Natural-language object grounding data:
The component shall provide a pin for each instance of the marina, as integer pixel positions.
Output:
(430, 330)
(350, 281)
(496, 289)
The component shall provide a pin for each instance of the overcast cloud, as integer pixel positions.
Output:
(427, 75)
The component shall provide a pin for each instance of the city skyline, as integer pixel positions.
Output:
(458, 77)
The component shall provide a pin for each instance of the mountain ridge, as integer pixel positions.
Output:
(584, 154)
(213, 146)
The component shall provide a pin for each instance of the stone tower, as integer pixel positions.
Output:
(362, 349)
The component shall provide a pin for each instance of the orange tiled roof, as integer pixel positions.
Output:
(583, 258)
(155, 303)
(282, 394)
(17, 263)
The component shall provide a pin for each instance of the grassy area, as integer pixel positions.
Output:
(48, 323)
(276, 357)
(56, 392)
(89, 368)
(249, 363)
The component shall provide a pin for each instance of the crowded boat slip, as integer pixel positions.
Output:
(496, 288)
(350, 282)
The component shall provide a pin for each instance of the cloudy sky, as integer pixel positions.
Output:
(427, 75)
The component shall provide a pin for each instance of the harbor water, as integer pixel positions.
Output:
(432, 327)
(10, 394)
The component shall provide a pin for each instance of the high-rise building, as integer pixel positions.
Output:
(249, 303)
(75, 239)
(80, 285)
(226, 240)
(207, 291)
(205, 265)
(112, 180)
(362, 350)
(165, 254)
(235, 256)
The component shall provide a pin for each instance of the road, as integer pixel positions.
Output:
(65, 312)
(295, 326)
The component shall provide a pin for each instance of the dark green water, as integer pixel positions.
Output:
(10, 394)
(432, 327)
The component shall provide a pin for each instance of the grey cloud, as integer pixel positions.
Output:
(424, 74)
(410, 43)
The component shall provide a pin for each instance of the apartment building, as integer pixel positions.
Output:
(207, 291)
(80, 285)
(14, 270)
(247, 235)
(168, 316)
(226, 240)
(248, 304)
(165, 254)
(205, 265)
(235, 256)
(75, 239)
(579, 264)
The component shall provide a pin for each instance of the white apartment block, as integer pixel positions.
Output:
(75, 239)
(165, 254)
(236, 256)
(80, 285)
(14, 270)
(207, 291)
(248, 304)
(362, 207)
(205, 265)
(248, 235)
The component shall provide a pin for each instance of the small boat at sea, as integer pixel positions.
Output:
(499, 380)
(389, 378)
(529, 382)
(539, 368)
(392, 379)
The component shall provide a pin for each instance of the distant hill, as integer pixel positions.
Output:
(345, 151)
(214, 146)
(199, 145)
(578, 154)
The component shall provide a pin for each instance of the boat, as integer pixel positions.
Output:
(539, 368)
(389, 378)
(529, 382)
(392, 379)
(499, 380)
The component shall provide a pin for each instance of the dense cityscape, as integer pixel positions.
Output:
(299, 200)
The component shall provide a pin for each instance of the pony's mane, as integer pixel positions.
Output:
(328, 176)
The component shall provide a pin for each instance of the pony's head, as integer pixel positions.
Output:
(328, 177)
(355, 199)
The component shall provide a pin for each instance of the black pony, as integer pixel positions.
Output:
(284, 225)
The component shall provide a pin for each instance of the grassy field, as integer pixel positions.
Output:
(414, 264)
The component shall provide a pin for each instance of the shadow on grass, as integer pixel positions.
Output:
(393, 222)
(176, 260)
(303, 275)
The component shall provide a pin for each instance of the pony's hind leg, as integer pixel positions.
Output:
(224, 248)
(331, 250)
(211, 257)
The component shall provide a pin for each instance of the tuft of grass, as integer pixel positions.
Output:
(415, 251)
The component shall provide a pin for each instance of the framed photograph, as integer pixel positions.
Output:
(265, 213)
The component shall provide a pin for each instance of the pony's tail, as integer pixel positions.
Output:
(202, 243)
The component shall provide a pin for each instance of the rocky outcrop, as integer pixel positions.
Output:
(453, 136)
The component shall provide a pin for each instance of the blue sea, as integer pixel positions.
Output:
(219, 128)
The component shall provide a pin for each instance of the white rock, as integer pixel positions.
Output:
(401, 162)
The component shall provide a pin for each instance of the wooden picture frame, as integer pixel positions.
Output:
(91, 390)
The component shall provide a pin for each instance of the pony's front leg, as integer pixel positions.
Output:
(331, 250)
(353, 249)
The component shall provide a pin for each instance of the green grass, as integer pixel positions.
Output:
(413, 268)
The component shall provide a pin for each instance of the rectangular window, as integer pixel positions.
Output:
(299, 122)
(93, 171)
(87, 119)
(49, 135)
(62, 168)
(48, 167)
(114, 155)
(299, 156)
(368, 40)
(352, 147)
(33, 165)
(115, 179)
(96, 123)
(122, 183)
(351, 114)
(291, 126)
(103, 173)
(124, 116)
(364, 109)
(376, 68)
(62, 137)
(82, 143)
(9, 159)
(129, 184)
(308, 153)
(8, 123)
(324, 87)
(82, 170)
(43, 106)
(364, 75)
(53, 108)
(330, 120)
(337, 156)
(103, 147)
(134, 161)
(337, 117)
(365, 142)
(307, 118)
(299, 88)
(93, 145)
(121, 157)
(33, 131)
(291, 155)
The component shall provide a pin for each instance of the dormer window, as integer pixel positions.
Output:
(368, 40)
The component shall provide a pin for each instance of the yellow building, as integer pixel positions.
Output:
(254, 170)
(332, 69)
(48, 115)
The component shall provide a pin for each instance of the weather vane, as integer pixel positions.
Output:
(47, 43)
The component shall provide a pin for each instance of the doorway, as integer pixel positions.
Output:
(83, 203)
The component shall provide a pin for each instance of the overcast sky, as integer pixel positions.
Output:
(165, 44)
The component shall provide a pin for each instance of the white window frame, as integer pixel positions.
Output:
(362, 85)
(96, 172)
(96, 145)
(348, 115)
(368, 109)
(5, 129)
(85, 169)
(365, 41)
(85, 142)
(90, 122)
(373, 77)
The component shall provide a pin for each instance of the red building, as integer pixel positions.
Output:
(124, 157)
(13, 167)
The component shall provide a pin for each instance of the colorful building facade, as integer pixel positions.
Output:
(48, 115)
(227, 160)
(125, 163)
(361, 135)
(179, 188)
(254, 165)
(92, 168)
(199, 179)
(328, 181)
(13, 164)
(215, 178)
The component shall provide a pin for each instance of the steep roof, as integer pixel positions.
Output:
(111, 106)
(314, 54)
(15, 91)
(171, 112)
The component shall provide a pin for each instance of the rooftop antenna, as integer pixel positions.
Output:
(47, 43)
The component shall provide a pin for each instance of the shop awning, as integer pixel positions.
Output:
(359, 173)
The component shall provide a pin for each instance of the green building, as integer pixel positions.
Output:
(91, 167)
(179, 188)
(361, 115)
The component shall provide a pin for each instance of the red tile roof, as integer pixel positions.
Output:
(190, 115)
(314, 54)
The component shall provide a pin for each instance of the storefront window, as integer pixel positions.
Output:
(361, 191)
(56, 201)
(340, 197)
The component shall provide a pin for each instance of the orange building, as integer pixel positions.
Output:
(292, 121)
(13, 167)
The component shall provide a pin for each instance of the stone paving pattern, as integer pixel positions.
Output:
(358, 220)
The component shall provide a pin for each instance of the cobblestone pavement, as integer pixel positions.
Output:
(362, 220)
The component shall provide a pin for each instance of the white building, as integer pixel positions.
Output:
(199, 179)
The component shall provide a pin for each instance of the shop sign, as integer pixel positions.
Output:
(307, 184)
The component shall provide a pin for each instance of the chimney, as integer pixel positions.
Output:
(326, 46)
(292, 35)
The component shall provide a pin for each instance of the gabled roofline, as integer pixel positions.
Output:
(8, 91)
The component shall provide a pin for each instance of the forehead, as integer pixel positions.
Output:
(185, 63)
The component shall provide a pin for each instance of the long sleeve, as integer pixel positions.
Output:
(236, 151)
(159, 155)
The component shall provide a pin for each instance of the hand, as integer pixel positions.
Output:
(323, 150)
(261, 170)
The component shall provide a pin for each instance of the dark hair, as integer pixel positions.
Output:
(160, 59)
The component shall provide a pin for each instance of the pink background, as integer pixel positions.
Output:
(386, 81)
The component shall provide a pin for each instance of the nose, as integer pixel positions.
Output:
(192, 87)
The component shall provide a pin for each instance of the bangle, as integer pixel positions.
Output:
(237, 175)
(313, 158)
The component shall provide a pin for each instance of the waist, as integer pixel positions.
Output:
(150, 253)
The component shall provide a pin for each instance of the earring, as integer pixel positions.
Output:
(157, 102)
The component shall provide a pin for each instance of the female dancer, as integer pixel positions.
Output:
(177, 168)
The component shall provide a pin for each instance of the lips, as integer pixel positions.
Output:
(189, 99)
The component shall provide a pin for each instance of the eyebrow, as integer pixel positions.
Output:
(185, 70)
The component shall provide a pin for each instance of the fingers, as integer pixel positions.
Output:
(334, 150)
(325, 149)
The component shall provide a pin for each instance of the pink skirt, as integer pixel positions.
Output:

— Prompt —
Every line in the records above that contains the word "apartment" is to be copied out.

— Task output —
The component shall provide a pin for each instance of the apartment building, as integer pixel positions.
The component shall provide a pin for each instance of the white apartment block, as integer pixel positions.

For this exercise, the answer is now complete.